» SELECTED PASSAGE
=== Begin Enclosure ===

More Than a Switchboard: Patient Contact Center Suite of Services

Patient contact centers have the ability to provide numerous services, surpassing what is traditionally recognized as a hospital switchboard or physician office telephone bank. These areas can encompass both clinical and nonclinical services, as well as processes to coordinate care across the system. Examples include referral management, 24‑hour nurse advice, e-visit capabilities, and post-hospital discharge outreach.

Patient Contact Center Benefits

When designed correctly, a patient contact center can reap significant rewards for patients as well as health systems, such as:

  • Providing higher levels of service, in terms of speed to answer calls and lower call abandonment rate.
  • Streamlining multiple-appointment booking across care sites or clinical services (e.g., oncology).
  • Allowing practice sites to focus on the clinical provision of care rather than administrative processes.
  • Facilitating the standardization of operational procedures that tend to be difficult to monitor/
    change in the individual practice setting (e.g., provider scheduling rules, patient information verification processes).
  • Leveraging economies of scale in staffing that cannot be realized at individual locations.
  • Preventing referral leakage outside of the health system/network.
  • Introducing new access points (e.g., 24-hour services).

Operational Requirements

Successful operations are as much about creating the right work flows for the contact center personnel as they are about educating the practices on their role in the contact center environment. Defined accountabilities and communication channels, among other key requirements, are critical in achieving a best practice contact center. Key success factors are summarized below.

=== End Enclosure ===

» PROMPT A
Answer these questions from the patient contact center passage:
(i) What four services are given as examples of what patient contact centers can offer?
(ii) Which clinical service is named as an example when multiple-appointment booking is discussed?
(iii) What two requirements are called critical in achieving a best practice contact center?
» PROMPT B
Return the portion of the patient contact center passage that begins at the words "Patient Contact Center Benefits" and ends after the words "the health system/network.", copied word for word.
Rely only on the passage about patient contact centers for your answers.

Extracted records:
=== Begin Enclosure ===

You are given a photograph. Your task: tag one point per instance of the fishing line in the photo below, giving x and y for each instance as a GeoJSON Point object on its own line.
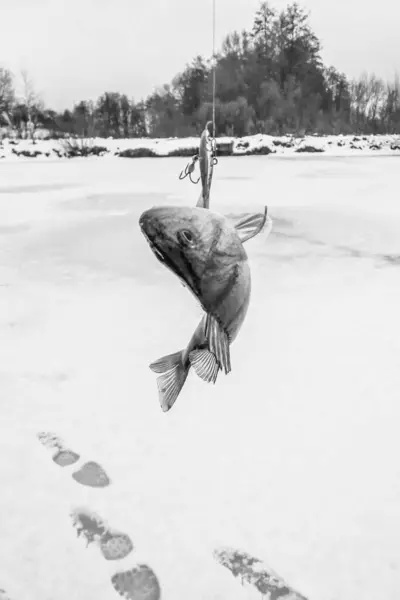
{"type": "Point", "coordinates": [214, 79]}
{"type": "Point", "coordinates": [188, 170]}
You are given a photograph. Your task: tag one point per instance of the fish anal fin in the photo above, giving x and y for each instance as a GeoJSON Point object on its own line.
{"type": "Point", "coordinates": [218, 342]}
{"type": "Point", "coordinates": [205, 365]}
{"type": "Point", "coordinates": [251, 225]}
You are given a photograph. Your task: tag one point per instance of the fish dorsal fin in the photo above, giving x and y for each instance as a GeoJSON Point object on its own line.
{"type": "Point", "coordinates": [251, 225]}
{"type": "Point", "coordinates": [204, 364]}
{"type": "Point", "coordinates": [218, 342]}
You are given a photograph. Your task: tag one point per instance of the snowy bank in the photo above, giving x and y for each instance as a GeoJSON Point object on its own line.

=== End Enclosure ===

» ANSWER AREA A
(i) Referral management, 24‑hour nurse advice, e-visit capabilities, and post-hospital discharge outreach
(ii) Oncology
(iii) Defined accountabilities and communication channels

» ANSWER AREA B
Patient Contact Center Benefits

When designed correctly, a patient contact center can reap significant rewards for patients as well as health systems, such as:

  • Providing higher levels of service, in terms of speed to answer calls and lower call abandonment rate.
  • Streamlining multiple-appointment booking across care sites or clinical services (e.g., oncology).
  • Allowing practice sites to focus on the clinical provision of care rather than administrative processes.
  • Facilitating the standardization of operational procedures that tend to be difficult to monitor/
    change in the individual practice setting (e.g., provider scheduling rules, patient information verification processes).
  • Leveraging economies of scale in staffing that cannot be realized at individual locations.
  • Preventing referral leakage outside of the health system/network.